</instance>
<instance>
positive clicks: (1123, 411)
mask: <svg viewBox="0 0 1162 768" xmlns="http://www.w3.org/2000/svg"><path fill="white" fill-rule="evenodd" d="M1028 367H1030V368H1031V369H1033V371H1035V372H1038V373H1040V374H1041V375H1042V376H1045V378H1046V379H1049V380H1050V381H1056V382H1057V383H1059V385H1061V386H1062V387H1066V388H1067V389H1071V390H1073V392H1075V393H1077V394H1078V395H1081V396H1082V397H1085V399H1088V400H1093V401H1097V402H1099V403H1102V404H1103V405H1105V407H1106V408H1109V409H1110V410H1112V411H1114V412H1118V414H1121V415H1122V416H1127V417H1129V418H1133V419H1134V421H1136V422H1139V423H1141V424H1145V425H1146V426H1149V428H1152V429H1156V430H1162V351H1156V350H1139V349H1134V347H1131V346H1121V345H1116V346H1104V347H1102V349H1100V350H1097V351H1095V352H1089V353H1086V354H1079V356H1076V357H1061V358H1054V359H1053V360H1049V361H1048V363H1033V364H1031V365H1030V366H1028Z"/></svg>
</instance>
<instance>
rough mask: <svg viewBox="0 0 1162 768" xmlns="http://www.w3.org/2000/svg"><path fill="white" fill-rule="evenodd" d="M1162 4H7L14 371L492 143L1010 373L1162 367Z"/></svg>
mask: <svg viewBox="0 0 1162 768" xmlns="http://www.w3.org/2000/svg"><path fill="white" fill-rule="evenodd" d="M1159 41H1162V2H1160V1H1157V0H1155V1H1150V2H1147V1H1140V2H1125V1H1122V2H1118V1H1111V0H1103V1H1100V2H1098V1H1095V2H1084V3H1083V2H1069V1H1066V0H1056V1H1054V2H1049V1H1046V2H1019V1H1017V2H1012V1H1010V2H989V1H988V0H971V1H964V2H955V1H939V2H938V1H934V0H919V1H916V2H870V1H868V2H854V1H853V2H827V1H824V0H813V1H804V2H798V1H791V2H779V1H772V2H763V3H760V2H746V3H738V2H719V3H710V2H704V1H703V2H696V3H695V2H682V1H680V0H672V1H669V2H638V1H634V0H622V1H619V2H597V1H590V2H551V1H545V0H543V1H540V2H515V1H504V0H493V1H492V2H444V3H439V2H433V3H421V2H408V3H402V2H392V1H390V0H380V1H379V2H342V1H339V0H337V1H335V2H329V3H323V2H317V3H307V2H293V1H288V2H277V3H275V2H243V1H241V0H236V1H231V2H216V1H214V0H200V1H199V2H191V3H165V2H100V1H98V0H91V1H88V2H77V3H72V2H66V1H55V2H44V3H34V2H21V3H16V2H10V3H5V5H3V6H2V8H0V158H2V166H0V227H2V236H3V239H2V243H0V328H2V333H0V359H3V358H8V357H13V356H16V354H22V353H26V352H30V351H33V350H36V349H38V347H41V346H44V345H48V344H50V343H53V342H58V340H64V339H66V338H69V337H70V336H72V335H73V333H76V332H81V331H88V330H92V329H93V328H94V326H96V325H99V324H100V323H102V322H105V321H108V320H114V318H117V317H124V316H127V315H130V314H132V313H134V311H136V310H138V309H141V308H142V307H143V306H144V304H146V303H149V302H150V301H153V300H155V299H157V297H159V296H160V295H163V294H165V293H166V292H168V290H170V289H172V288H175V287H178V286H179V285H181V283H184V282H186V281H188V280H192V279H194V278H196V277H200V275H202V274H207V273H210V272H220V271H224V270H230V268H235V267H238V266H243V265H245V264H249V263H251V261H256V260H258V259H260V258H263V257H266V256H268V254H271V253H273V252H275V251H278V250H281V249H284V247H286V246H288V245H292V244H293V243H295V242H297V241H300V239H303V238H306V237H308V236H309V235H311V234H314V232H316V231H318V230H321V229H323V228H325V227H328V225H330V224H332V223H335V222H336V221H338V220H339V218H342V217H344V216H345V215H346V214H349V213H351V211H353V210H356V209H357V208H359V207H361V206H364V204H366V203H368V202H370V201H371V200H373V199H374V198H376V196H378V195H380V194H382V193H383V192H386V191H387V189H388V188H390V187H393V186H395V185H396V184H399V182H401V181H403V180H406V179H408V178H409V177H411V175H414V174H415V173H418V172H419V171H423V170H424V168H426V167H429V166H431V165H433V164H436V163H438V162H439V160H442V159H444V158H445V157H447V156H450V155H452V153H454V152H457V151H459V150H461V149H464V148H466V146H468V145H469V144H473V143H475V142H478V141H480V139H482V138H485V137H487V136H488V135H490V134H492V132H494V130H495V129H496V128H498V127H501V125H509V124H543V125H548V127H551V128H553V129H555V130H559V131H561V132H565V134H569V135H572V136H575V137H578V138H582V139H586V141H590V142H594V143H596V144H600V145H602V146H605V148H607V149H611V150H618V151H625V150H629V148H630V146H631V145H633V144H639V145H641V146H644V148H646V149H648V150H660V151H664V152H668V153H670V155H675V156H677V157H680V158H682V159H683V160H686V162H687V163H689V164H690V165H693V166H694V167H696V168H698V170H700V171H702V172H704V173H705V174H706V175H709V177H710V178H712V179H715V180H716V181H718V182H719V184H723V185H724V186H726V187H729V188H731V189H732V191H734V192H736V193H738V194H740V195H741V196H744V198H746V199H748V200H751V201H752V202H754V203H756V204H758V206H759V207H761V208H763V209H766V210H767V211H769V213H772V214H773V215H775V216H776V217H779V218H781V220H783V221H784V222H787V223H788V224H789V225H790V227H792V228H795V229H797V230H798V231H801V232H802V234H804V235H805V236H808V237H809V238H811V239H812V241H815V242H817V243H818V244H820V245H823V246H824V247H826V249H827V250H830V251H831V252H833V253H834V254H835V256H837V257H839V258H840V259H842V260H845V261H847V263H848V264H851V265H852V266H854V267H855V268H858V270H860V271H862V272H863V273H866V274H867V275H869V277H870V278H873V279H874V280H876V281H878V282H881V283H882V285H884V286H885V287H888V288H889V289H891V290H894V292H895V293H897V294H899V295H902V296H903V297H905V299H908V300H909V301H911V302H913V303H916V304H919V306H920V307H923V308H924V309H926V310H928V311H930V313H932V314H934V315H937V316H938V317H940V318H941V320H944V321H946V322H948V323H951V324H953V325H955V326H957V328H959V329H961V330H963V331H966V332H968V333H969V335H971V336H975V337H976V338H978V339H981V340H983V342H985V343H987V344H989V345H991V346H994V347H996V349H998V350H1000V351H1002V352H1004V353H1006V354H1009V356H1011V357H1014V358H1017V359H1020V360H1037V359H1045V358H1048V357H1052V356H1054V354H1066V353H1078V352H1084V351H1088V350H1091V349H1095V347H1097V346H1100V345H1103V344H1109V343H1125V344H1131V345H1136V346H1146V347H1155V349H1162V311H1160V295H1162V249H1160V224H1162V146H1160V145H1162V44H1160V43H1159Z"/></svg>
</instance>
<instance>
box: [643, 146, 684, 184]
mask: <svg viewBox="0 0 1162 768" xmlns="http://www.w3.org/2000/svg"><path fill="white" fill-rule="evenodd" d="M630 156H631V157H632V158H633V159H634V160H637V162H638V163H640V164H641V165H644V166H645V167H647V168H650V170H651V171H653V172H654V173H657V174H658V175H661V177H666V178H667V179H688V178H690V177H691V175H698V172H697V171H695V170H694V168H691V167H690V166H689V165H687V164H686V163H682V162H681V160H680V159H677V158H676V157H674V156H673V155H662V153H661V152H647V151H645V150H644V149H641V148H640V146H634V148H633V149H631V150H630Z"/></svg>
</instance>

☆ ☆ ☆ ☆ ☆

To do. Return all of the data above, copied line for line with nothing changed.

Output.
</instance>
<instance>
positive clicks: (1123, 411)
mask: <svg viewBox="0 0 1162 768" xmlns="http://www.w3.org/2000/svg"><path fill="white" fill-rule="evenodd" d="M1028 367H1030V368H1031V369H1033V371H1035V372H1038V373H1040V374H1041V375H1042V376H1045V378H1046V379H1049V380H1050V381H1056V382H1057V383H1059V385H1061V386H1062V387H1066V388H1067V389H1071V390H1073V392H1075V393H1077V394H1078V395H1081V396H1082V397H1085V399H1088V400H1093V401H1097V402H1099V403H1102V404H1103V405H1105V407H1106V408H1109V409H1110V410H1112V411H1114V412H1118V414H1121V415H1122V416H1127V417H1129V418H1133V419H1134V421H1136V422H1139V423H1141V424H1145V425H1146V426H1149V428H1152V429H1156V430H1162V351H1156V350H1139V349H1134V347H1131V346H1121V345H1116V346H1104V347H1102V349H1100V350H1097V351H1095V352H1089V353H1086V354H1079V356H1076V357H1061V358H1054V359H1053V360H1049V361H1048V363H1033V364H1031V365H1030V366H1028Z"/></svg>
</instance>
<instance>
rough mask: <svg viewBox="0 0 1162 768" xmlns="http://www.w3.org/2000/svg"><path fill="white" fill-rule="evenodd" d="M1162 4H7L14 371L492 143L1010 373L1162 367Z"/></svg>
mask: <svg viewBox="0 0 1162 768" xmlns="http://www.w3.org/2000/svg"><path fill="white" fill-rule="evenodd" d="M1159 41H1162V2H1160V1H1157V0H1155V1H1150V2H1147V1H1140V2H1125V1H1122V2H1118V1H1111V0H1103V1H1100V2H1098V1H1095V2H1084V3H1083V2H1069V1H1066V0H1056V1H1054V2H1049V1H1046V2H1019V1H1017V2H1012V1H1010V2H989V1H988V0H971V1H964V2H955V1H939V2H938V1H934V0H919V1H916V2H870V1H868V2H854V1H853V2H827V1H824V0H813V1H804V2H798V1H791V2H779V1H772V2H763V3H760V2H746V3H738V2H719V3H710V2H704V1H703V2H696V3H695V2H682V1H680V0H672V1H669V2H638V1H634V0H622V1H619V2H597V1H590V2H551V1H545V0H543V1H540V2H515V1H504V0H493V1H492V2H444V3H439V2H433V3H421V2H408V3H402V2H392V1H390V0H380V1H379V2H342V1H339V0H337V1H335V2H329V3H323V2H317V3H307V2H293V1H288V2H277V3H275V2H243V1H241V0H236V1H231V2H216V1H214V0H200V1H199V2H191V3H165V2H100V1H98V0H91V1H88V2H77V3H72V2H66V1H55V2H44V3H34V2H21V3H16V2H10V3H5V5H3V6H2V8H0V158H2V166H0V227H2V236H3V239H2V243H0V328H2V333H0V359H3V358H8V357H13V356H16V354H22V353H26V352H30V351H33V350H36V349H38V347H41V346H44V345H48V344H50V343H53V342H58V340H64V339H66V338H69V337H70V336H72V335H73V333H76V332H81V331H88V330H92V329H93V328H94V326H96V325H99V324H100V323H102V322H105V321H108V320H114V318H117V317H124V316H127V315H130V314H132V313H134V311H136V310H138V309H141V308H142V307H143V306H144V304H146V303H149V302H150V301H153V300H155V299H157V297H159V296H160V295H163V294H165V293H166V292H168V290H170V289H172V288H175V287H178V286H179V285H181V283H184V282H186V281H188V280H192V279H194V278H196V277H200V275H202V274H207V273H210V272H220V271H224V270H230V268H235V267H238V266H243V265H245V264H249V263H251V261H256V260H258V259H260V258H263V257H266V256H268V254H271V253H273V252H275V251H278V250H281V249H284V247H286V246H288V245H292V244H293V243H295V242H297V241H300V239H303V238H306V237H308V236H309V235H311V234H314V232H316V231H318V230H321V229H323V228H325V227H328V225H330V224H332V223H335V222H336V221H338V220H339V218H342V217H344V216H345V215H346V214H349V213H351V211H353V210H356V209H357V208H359V207H361V206H364V204H366V203H368V202H370V201H371V200H373V199H374V198H376V196H378V195H380V194H382V193H383V192H386V191H387V189H388V188H390V187H393V186H395V185H396V184H399V182H401V181H403V180H406V179H408V178H409V177H411V175H414V174H415V173H418V172H419V171H423V170H424V168H426V167H429V166H431V165H433V164H436V163H438V162H439V160H442V159H444V158H445V157H447V156H450V155H452V153H454V152H457V151H459V150H461V149H464V148H466V146H468V145H469V144H473V143H475V142H478V141H480V139H482V138H485V137H487V136H488V135H490V134H492V132H494V130H495V129H496V128H498V127H501V125H509V124H543V125H548V127H551V128H553V129H555V130H559V131H561V132H565V134H569V135H572V136H575V137H578V138H582V139H586V141H590V142H594V143H596V144H600V145H602V146H605V148H607V149H611V150H618V151H625V150H629V148H630V146H631V145H633V144H639V145H641V146H644V148H646V149H648V150H660V151H664V152H668V153H670V155H675V156H677V157H680V158H682V159H683V160H686V162H687V163H689V164H690V165H693V166H694V167H696V168H698V170H700V171H702V172H704V173H705V174H706V175H709V177H710V178H712V179H715V180H716V181H718V182H719V184H723V185H724V186H726V187H729V188H731V189H732V191H734V192H736V193H738V194H740V195H741V196H744V198H746V199H748V200H751V201H752V202H754V203H756V204H758V206H759V207H761V208H763V209H766V210H767V211H769V213H772V214H773V215H775V216H776V217H779V218H781V220H783V221H784V222H787V223H788V224H789V225H790V227H792V228H795V229H797V230H798V231H801V232H802V234H804V235H805V236H808V237H809V238H811V239H812V241H815V242H817V243H818V244H820V245H823V246H824V247H826V249H827V250H830V251H831V252H833V253H834V254H835V256H837V257H839V258H840V259H842V260H845V261H847V263H848V264H851V265H852V266H854V267H855V268H858V270H860V271H862V272H863V273H866V274H867V275H869V277H870V278H873V279H874V280H876V281H878V282H881V283H882V285H884V286H885V287H888V288H889V289H891V290H894V292H895V293H897V294H899V295H902V296H903V297H905V299H908V300H909V301H911V302H913V303H916V304H919V306H920V307H923V308H924V309H926V310H928V311H930V313H932V314H934V315H937V316H938V317H940V318H941V320H944V321H946V322H948V323H951V324H953V325H955V326H957V328H959V329H961V330H963V331H966V332H968V333H969V335H971V336H975V337H976V338H978V339H981V340H983V342H985V343H987V344H989V345H991V346H994V347H996V349H998V350H1000V351H1002V352H1004V353H1006V354H1009V356H1011V357H1014V358H1017V359H1020V360H1037V359H1045V358H1048V357H1052V356H1054V354H1066V353H1078V352H1084V351H1088V350H1091V349H1095V347H1097V346H1100V345H1103V344H1109V343H1125V344H1131V345H1136V346H1146V347H1155V349H1162V311H1160V295H1162V249H1160V224H1162V146H1160V145H1162V44H1160V43H1159Z"/></svg>
</instance>
<instance>
box: [643, 146, 684, 184]
mask: <svg viewBox="0 0 1162 768" xmlns="http://www.w3.org/2000/svg"><path fill="white" fill-rule="evenodd" d="M630 156H631V157H632V158H633V159H634V160H637V162H638V163H640V164H641V165H644V166H645V167H647V168H650V170H651V171H653V172H654V173H657V174H658V175H661V177H666V178H667V179H688V178H690V177H691V175H698V172H697V171H695V170H694V168H691V167H690V166H689V165H687V164H686V163H682V162H681V160H680V159H677V158H676V157H674V156H673V155H662V153H661V152H647V151H645V150H644V149H641V148H640V146H634V148H633V149H631V150H630Z"/></svg>
</instance>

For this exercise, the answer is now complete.